If you’re ready to learn more about the older adult in your life, the following are 20 questions to ask your parents, grandparents and seniors to spark an engaging conversation that’s beneficial for all.

Tell me about your childhood

1. Where did you grow up? 

“This helps give grandchildren and caregivers context as to where the senior came from,” says Fuchs. “It can also be a beginning to a longer conversation as to how the senior ended up in their present location.”

2. Please tell me about your parents/siblings? 

This gives the senior an opportunity to reminisce about their childhood, perhaps even offer up some happy memories from their youth, says Fuchs.

3. What is your favorite childhood memory?

“This helps with bonding and building a connection,” explains Dr. Leela R. Magavi, psychiatrist and regional medical director for California-based Mindpath Health

4. Did you have any great pets? 

“We often find that people have rich memories associated with favorite pets — vacations, hiking or just at home,” says Newton-Small.

5. What was your favorite subject in school? 

This offers a window into their interests.

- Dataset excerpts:
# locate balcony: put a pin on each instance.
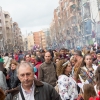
(8, 25)
(0, 32)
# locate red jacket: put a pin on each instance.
(37, 66)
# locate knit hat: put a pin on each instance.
(98, 52)
(1, 60)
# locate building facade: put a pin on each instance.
(74, 23)
(10, 33)
(40, 39)
(30, 41)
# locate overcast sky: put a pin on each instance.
(31, 15)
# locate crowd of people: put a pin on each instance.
(51, 75)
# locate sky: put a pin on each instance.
(31, 15)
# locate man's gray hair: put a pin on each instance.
(25, 64)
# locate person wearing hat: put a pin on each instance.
(2, 95)
(3, 83)
(97, 61)
(67, 86)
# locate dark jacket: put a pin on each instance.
(43, 91)
(14, 81)
(47, 73)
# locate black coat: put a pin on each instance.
(43, 91)
(13, 81)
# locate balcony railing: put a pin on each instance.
(0, 32)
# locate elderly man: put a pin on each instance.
(30, 88)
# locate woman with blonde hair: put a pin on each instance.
(13, 79)
(66, 84)
(89, 91)
(2, 95)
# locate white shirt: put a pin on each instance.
(28, 96)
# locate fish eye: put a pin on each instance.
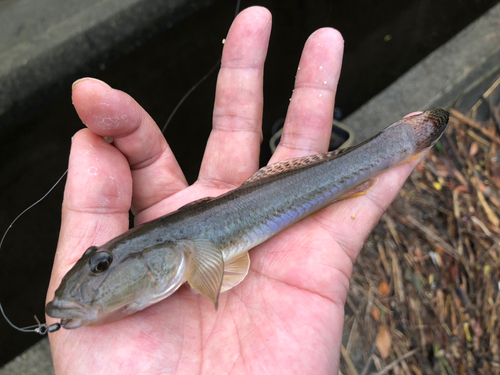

- Problems to work on:
1/ Do these statements agree with the text on conversation questions for older adults? Answer yes or no for each, quoting the deciding words from the text.
(a) Asking where a senior grew up can lead to a longer conversation about how they came to live where they do now.
(b) Dr. Leela R. Magavi is described as a pediatrician.
(c) Asking about a favorite school subject offers a window into the senior's interests.
2/ Proceed with the text on conversation questions for older adults, picking up right after its last sentence.

- Answers for each item:
1/
(a) Yes: "It can also be a beginning to a longer conversation as to how the senior ended up in their present location."
(b) No: "psychiatrist and regional medical director for California-based Mindpath Health"
(c) Yes: "This offers a window into their interests."

2/
6. What summer jobs or household chores did you have as a child?

“That’s a great way to get to the nostalgia of childhood, but not in an overly sentimental or emotional way,” says Newton-Small. “It also gets to family values and work ethic.”  

7. Did you play sports? What was your favorite sport both to play and to watch? 

Again, this provides a way to find out about other interests and possibly showcase hidden abilities and talents.

8. What was your favorite family vacation? How did you spend your summers? 

This is another opportunity to discuss a happier time in their life, Fuchs explains. You can also learn about any other states or countries they’ve visited and find out if they can speak another language.

Tell me about your young adult life

9. Did you go to college or a trade school? 

This can shed some light on how their career began and get them sharing experiences from their teen years.

10. What type of work did you do? 

“This helps the caregiver know about their strengths and previous life experiences,” notes Fuchs. “For example, if they were an accountant, then numbers are their strength, etc.”

11. How did you meet your spouse/partner? Describe your first date.

Having a conversation about love and romance can brighten an older adult’s day by bringing back happy memories.

 12. Where was your first home and what was it like? 

Discover how they put down roots in their first home and what that time in their life was like.

13. Please tell me something you love about your family? 

This helps the caregiver to understand that the senior is not an island and has support around them, notes Fuchs. It also helps the senior feel more like a person rather than a patient.

Tell me about your more mature years as an adult

14. What is your favorite movie and why?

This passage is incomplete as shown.